* **EXTRAIT DU TEXTE**:
════════
Une «amnistie» fiscale peu réfléchie…
Le ministère des finances vient de publier un communiqué prorogeant la date limite de dépôt des déclarations rectificatives prévues par la loi de finances complémentaire 2014 pour la fin du mois de février 2015.
Rappelons que ces déclarations rectificatives dont la date limite de dépôt était initialement fixée au 31 décembre 2014 concernent, entre autres, les exercices non prescrits avant le 31 décembre 2014 à savoir les exercices 2010 à 2013.
Etant donné que l’exercice 2010 se prescrit naturellement au 31 décembre 2014, plusieurs contribuables parmi ceux qui ont souscrit à cette «amnistie» fiscale n’ont pas procédé au dépôt d’une déclaration rectificative, ou plutôt complémentaire, au titre de cet exercice et se sont donc limité à déposer des déclarations complémentaires au titre des exercices 2011 à 2013, économisant ainsi une surtaxe de 20% sur la base imposable de l’exercice 2010, sauf si par malchance, ils recevaient une notification de vérification fiscale avant le 31 décembre 2014.
En revanche, les contribuables qui n’ont pas souscrit à cette «amnistie» fiscale et qui pourraient maintenant le faire avec cette prorogation de la date limite jusqu’à la fin du mois de février, seraient vraisemblablement dans l’obligation de déposer une déclaration rectificative au titre de l’exercice 2010 quand bien même il s’agirait d’un exercice prescrit.
En voici un exemple de disposition dont l’application était non seulement pas claire du fait des cas particuliers qu’elle peut poser, mais aussi inéquitable.
Pas claire, malgré la publication d’une note commune qui s’est contentée essentiellement de préciser la non-prise en compte des crédits d’impôt lors du paiement de l’impôt complémentaire.
En effet, plusieurs questions intriguent aussi bien les contribuables que les professionnels de la fiscalité :
Quid des demandes de restitution du crédit d’IS en cours à la date de la promulgation de la loi ou encore à la date du dépôt de la déclaration complémentaire ?
════════
* **CONSIGNES**:
[a] D'après l'extrait sur l'amnistie fiscale, jusqu'à quand a été repoussée la date limite de dépôt des déclarations rectificatives ?
[b] Citez le passage de l'extrait sur l'amnistie fiscale qui va de « Pas claire, malgré » jusqu'à « de l’impôt complémentaire. » inclus.

* **INFORMATIONS FOURNIES**:
════════
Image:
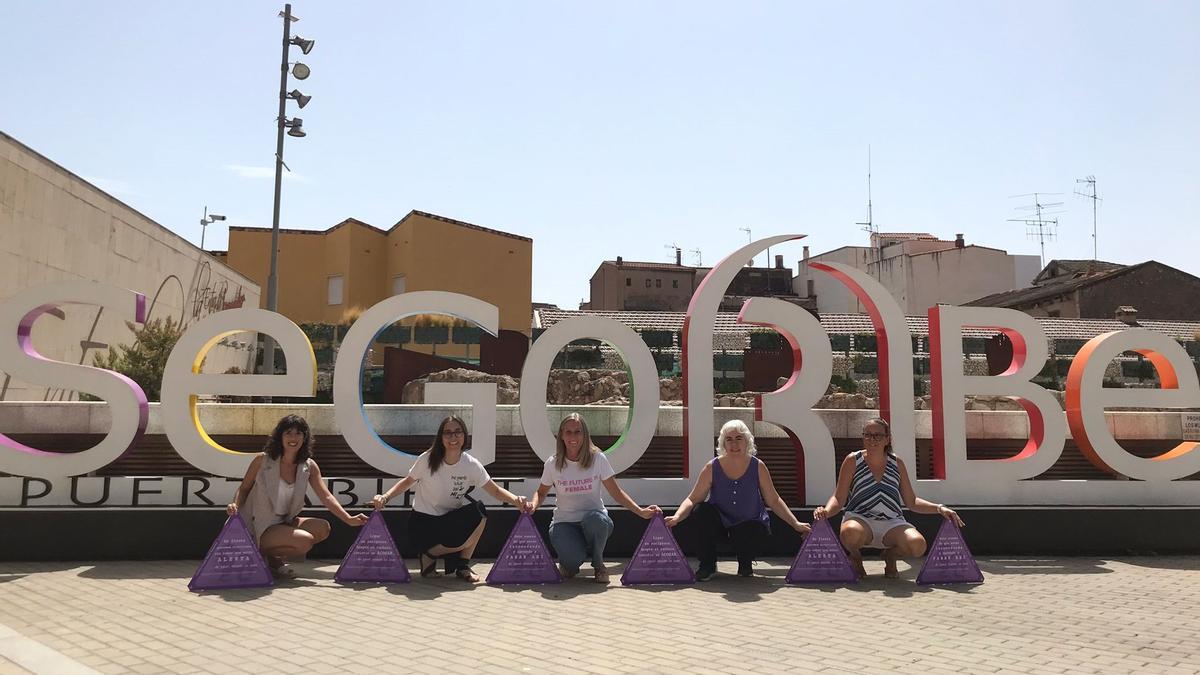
════════
* **RÉPONSES POINT PAR POINT**:
[a] Jusqu'à la fin du mois de février 2015.

[b]
Pas claire, malgré la publication d’une note commune qui s’est contentée essentiellement de préciser la non-prise en compte des crédits d’impôt lors du paiement de l’impôt complémentaire.